Repeat the listing in full, preserving every character.

------ Dataset content

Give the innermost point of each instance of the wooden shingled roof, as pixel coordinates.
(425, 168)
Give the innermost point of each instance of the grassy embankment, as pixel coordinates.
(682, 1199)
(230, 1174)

------------

Solved exercise:
Give the innermost point of each instance of the wooden shingled roof, as pixel coordinates.
(425, 168)
Give the innermost point of each instance of the grassy embankment, as pixel coordinates.
(682, 1199)
(230, 1174)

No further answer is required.